◆ INPUT FOR THIS TASK
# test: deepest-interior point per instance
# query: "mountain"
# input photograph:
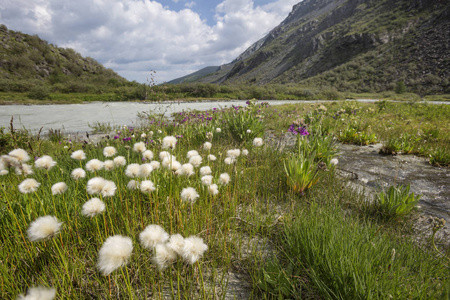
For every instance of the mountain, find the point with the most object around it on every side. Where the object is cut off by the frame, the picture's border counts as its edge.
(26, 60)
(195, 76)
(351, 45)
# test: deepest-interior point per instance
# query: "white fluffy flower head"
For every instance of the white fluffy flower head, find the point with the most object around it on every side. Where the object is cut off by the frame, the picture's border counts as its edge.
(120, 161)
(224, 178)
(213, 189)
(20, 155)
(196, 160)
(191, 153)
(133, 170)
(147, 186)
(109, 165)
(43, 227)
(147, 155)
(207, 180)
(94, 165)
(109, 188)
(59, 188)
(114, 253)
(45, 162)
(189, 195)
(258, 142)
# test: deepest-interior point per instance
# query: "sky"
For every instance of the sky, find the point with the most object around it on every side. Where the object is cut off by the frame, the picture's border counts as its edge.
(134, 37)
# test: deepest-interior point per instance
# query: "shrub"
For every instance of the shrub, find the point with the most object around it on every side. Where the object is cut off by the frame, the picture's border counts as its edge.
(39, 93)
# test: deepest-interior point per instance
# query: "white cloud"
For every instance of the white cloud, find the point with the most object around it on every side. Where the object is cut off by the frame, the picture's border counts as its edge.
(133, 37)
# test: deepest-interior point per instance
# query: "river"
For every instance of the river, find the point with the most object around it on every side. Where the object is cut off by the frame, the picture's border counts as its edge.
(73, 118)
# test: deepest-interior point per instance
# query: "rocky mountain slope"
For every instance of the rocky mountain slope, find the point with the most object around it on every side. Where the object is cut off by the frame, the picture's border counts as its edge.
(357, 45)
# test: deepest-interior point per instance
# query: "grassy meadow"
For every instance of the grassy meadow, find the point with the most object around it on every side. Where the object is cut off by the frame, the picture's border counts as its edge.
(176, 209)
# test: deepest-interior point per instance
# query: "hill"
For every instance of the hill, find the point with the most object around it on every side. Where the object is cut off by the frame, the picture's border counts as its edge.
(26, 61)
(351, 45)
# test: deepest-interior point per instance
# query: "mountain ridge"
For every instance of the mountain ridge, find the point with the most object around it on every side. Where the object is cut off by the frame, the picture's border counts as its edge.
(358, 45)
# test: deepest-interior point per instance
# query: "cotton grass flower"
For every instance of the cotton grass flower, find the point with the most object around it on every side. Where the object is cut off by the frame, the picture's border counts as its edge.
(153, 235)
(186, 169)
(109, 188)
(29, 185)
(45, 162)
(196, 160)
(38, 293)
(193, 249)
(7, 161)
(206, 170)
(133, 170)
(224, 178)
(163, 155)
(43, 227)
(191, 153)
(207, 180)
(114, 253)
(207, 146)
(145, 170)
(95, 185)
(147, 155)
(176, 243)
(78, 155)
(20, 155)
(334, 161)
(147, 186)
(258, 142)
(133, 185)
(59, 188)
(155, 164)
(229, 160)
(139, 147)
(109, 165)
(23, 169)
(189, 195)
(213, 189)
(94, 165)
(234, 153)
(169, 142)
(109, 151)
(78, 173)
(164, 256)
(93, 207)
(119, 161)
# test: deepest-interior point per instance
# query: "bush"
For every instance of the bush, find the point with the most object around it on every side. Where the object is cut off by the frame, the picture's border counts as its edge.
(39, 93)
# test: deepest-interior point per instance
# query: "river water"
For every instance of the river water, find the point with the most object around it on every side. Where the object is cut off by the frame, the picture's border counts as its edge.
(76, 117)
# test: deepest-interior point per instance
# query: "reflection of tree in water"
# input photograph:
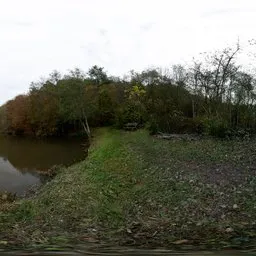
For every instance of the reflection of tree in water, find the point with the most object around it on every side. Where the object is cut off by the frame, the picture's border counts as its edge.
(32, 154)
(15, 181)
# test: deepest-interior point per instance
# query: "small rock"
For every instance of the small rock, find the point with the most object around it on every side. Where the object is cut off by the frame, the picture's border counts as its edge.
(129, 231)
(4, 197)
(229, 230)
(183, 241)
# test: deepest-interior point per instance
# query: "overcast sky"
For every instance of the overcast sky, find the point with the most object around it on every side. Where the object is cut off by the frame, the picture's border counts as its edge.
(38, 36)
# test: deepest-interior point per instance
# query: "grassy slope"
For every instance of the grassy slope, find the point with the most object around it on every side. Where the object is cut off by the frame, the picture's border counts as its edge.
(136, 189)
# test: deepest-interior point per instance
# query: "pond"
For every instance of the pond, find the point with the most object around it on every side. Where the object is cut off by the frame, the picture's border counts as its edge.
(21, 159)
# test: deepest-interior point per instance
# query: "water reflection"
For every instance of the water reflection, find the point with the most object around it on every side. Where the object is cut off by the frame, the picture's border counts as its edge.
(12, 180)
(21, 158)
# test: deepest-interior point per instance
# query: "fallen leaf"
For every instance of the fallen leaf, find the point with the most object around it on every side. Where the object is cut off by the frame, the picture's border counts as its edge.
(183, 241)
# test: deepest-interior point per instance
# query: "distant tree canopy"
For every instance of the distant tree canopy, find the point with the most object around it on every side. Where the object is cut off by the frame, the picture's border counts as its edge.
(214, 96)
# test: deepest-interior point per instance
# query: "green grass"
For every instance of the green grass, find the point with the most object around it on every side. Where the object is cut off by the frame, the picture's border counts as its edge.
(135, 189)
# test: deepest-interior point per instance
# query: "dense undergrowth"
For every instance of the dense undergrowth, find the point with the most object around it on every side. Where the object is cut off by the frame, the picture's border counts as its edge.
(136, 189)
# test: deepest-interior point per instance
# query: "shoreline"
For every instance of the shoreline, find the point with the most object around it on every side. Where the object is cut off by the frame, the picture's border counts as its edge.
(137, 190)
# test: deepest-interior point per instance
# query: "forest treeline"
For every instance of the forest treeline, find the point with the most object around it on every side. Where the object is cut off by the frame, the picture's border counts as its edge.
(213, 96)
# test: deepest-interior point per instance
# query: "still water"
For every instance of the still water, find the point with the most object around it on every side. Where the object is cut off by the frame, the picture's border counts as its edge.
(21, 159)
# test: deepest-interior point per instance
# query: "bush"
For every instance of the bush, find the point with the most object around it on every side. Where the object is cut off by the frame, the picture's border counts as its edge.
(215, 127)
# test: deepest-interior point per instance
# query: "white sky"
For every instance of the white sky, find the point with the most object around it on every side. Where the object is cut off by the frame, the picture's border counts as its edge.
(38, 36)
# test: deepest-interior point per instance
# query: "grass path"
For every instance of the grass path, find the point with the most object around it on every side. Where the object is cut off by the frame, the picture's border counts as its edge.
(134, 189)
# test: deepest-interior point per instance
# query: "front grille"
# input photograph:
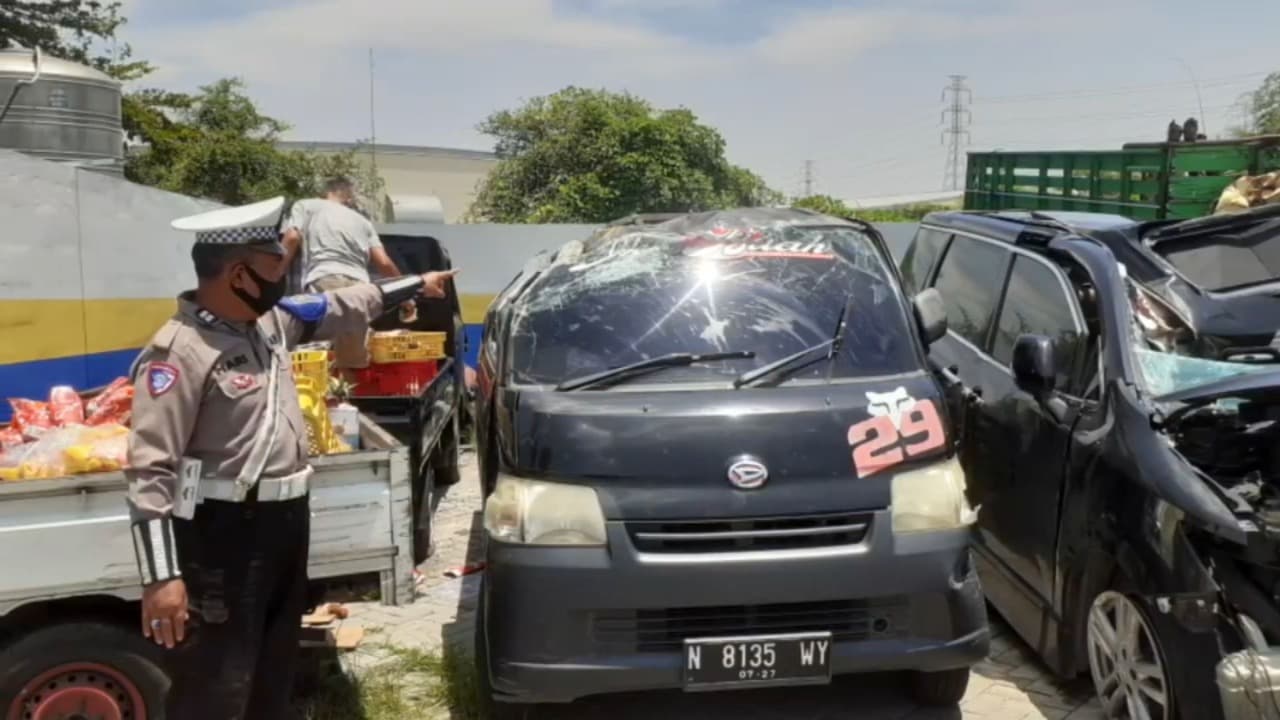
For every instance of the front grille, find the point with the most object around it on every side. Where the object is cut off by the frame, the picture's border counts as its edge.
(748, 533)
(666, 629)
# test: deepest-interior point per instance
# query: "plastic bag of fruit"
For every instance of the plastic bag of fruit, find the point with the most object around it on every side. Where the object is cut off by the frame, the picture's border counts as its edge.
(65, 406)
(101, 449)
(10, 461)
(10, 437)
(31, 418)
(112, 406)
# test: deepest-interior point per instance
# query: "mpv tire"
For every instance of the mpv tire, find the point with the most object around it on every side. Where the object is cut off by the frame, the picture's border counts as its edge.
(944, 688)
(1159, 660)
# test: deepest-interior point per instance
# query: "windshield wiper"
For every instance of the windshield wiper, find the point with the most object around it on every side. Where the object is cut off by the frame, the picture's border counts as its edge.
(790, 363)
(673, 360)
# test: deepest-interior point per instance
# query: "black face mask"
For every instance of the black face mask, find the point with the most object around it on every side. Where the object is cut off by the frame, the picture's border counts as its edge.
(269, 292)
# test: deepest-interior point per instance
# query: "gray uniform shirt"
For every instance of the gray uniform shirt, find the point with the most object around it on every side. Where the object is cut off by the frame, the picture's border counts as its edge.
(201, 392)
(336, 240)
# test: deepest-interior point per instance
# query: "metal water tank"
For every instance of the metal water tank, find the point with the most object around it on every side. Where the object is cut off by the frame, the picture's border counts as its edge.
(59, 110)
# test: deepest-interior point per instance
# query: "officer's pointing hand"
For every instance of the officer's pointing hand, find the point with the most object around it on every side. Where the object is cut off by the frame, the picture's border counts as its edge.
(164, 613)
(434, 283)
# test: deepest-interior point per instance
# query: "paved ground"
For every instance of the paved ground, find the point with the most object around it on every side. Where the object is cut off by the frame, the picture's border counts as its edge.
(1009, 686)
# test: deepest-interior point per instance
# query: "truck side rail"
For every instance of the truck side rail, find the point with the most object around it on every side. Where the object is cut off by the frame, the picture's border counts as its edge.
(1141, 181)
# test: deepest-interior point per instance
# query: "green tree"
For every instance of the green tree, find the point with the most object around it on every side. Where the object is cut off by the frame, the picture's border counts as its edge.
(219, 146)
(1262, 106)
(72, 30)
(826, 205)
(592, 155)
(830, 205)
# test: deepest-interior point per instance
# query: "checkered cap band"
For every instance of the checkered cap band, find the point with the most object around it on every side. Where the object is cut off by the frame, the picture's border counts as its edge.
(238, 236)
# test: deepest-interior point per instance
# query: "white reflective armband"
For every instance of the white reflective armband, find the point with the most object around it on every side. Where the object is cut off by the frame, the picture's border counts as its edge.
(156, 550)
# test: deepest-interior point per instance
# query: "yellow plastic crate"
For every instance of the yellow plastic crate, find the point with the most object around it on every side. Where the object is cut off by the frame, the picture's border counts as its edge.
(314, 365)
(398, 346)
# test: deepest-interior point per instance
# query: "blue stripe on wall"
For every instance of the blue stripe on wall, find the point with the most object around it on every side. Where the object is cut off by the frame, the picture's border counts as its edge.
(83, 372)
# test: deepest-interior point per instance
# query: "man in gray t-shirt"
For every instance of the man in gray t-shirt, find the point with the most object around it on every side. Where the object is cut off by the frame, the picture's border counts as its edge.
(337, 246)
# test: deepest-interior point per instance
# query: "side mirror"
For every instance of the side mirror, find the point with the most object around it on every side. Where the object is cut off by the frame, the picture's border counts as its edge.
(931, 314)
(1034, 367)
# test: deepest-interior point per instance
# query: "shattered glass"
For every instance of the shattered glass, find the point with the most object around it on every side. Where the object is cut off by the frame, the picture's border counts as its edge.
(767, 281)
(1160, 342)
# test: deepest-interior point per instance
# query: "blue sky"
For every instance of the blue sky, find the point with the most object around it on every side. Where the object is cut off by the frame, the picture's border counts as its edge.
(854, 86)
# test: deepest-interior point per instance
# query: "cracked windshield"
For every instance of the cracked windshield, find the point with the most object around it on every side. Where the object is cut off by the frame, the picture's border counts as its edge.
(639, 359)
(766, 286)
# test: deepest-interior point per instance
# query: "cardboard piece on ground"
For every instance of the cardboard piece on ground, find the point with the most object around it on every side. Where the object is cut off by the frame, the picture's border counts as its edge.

◆ WHAT IS BEING ASKED
Please find each line in the listing above that contains the word "rocky" and copy those lines out. Case counts.

◆ EXPECTED OUTPUT
# query: "rocky mountain slope"
For every instance of the rocky mountain slope, find the point with the most object around it on every side. Where the object is cut off by the frame, the picture's border counts as its edge.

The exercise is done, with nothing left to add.